━━ GIVEN RECORDS
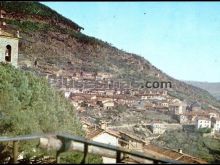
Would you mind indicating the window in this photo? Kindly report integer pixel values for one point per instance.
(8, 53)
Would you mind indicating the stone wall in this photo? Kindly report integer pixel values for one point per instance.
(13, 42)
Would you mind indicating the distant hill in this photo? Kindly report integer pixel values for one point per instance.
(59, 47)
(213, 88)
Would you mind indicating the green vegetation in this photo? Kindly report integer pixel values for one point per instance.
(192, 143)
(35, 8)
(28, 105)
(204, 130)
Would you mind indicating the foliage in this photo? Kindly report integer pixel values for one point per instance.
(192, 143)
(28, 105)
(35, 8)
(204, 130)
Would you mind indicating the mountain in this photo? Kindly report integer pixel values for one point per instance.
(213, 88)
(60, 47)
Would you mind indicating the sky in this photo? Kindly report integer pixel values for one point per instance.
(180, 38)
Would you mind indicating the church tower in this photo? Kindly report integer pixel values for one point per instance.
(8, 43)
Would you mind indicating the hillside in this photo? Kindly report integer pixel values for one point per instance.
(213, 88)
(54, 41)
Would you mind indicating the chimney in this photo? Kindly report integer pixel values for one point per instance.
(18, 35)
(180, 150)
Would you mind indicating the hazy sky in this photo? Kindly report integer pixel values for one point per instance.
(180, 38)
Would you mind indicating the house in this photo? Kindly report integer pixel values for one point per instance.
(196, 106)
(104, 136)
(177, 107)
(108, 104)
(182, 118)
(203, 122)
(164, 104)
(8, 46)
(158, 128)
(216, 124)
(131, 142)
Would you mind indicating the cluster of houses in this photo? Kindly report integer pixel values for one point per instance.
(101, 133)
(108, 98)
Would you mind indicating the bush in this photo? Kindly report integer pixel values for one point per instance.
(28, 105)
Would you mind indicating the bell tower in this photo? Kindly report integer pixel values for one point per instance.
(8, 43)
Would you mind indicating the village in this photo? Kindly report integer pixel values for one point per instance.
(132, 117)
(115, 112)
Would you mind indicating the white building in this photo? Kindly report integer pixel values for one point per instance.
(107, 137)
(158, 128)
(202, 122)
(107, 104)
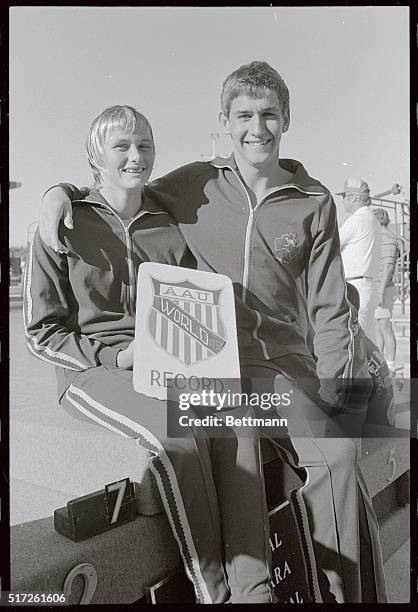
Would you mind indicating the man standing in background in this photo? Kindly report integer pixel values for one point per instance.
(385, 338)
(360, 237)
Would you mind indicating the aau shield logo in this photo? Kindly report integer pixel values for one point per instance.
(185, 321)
━━━━
━━ GIVEN RECORDS
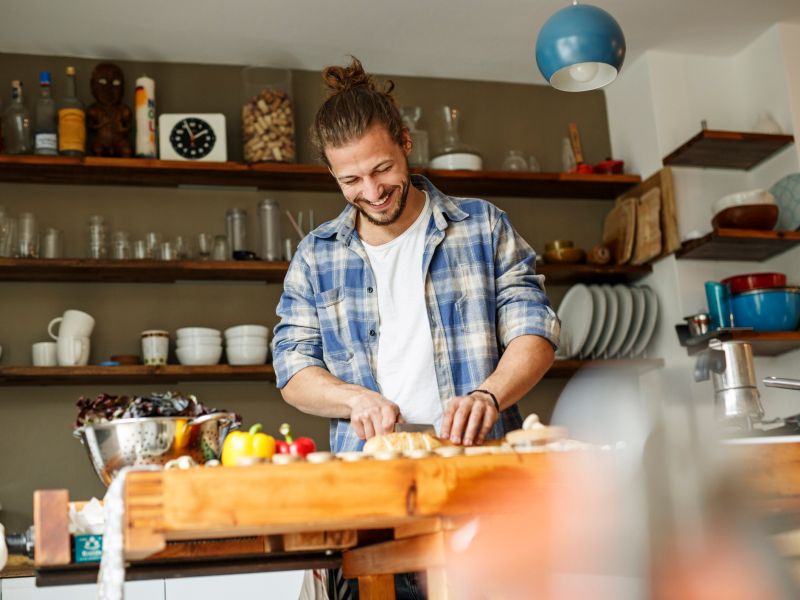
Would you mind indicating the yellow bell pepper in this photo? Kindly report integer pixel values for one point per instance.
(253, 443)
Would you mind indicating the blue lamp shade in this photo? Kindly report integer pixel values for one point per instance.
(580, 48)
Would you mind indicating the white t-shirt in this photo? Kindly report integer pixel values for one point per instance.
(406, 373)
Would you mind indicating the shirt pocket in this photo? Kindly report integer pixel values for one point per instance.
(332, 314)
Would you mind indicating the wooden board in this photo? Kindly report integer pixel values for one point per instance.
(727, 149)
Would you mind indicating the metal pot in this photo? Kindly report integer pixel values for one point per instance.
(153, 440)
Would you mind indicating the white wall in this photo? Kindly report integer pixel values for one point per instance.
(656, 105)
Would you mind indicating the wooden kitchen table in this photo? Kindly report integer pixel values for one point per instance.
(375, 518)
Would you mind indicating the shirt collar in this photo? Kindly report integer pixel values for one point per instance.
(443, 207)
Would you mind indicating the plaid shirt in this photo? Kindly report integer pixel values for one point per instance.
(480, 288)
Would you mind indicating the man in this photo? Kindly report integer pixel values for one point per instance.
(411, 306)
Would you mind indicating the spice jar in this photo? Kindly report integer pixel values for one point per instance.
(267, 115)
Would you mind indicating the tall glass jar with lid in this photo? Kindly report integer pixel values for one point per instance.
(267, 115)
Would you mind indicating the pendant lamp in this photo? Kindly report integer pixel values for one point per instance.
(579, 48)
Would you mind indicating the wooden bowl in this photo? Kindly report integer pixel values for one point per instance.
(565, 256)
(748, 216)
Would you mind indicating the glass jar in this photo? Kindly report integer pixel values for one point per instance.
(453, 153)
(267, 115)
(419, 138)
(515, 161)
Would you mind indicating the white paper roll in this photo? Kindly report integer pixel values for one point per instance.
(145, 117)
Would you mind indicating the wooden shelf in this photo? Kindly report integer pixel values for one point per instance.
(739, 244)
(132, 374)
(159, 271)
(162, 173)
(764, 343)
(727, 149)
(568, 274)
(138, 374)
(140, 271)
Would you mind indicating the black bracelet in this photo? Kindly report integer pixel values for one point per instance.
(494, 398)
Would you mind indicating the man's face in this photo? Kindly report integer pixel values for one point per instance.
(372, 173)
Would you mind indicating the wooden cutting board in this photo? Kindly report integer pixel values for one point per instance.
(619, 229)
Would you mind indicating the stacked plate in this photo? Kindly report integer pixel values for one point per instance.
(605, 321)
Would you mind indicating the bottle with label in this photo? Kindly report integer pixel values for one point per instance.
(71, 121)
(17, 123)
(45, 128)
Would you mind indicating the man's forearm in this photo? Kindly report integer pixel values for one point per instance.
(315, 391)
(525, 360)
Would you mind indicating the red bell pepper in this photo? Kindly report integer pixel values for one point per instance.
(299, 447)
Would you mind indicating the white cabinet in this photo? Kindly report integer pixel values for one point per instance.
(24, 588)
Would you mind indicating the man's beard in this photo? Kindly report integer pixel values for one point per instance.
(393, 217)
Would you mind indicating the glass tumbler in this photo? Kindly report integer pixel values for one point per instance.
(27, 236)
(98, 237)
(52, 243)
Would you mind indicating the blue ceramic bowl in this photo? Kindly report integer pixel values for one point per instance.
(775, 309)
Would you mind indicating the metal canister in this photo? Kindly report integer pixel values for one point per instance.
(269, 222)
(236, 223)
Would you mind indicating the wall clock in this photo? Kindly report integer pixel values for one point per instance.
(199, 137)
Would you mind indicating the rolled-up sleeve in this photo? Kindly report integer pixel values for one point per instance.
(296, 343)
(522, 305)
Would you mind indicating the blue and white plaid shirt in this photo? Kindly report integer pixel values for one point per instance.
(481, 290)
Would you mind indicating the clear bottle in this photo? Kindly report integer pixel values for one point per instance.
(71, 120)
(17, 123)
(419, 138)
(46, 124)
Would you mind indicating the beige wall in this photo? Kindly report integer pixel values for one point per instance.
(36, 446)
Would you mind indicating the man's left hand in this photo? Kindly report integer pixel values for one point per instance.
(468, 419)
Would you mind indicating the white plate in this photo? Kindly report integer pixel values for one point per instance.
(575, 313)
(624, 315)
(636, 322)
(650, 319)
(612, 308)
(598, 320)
━━━━
## SET EXERCISE
Identify every line in the data above that contains the word "lamp", treating uppercase and lowercase as different, and copy each of those lines out.

## EXERCISE ANSWER
Would you mind indicating the blue lamp shade in this photo? Kindly report integer pixel values for one point per instance.
Would you mind indicating the pendant lamp in this photo? Kindly report integer pixel values for one point per instance.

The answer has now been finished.